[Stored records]
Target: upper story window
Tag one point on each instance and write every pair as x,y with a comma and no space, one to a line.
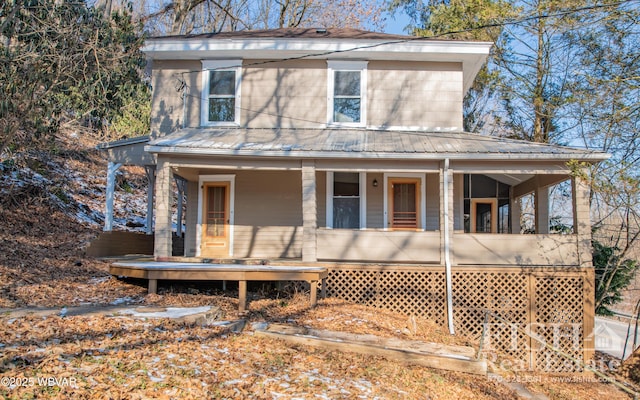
347,88
221,92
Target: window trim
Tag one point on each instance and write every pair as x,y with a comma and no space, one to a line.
363,199
219,65
332,67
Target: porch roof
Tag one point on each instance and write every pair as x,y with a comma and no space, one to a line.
360,144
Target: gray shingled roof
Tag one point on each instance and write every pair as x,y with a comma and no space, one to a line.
359,143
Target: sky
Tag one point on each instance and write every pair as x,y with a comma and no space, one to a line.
397,23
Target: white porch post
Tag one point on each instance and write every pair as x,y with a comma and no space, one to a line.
542,209
151,182
309,212
516,210
111,183
582,220
446,234
162,246
181,184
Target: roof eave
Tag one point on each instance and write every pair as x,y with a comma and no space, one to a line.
587,157
123,142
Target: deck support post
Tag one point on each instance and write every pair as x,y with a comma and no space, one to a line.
111,183
153,286
314,293
182,186
164,196
582,220
150,171
309,212
242,296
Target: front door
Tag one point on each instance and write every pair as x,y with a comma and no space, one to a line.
215,221
404,198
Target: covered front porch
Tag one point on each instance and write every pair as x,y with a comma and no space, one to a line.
424,213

PROBLEM
Reproduce the listing above line for line, leaving out the picture.

RESULT OF THIS EXERCISE
Target: upper story window
Tag one point on each instance and write every pair as x,y with a comma and no space, one to a line.
347,88
221,92
Target: window trim
Tag one point on each instance and write every pair as x,y with a comma and no space, one to a line.
363,199
219,65
332,67
Target: porch roof
Tag one point on each instance and write every pair as x,y with a comma and no space, one to a line.
360,144
Target: gray shingled roof
Tag one point on each instance and write every pair as x,y with a comma and no space, one to a line.
359,143
Target: sky
Tag one point on each instance and write every pair as x,y with a comma and no space, one to a line.
397,23
Target: white porch post
Tag one point on each instance and write every pair as x,y with a comma and no space, one to a line.
542,209
151,182
309,212
516,210
111,183
582,220
446,234
162,246
181,184
Target: roof eave
Tag one point on each instance and write every pair as x,y with a comma and no space, one to a line.
587,157
123,142
Target: deck support post
Tag one point on each instance and write every pair as x,y with a comma and no space, one to a line.
111,183
153,286
314,293
182,186
164,196
582,220
150,171
309,212
242,296
Target: front door
Tag one point on each instance and write every pair as x,y with a comma and no space, one to a line.
215,221
404,198
Target: covered front porch
Tag one point on each instance and write every pair as x,y with a comma and no space, one to a line.
424,213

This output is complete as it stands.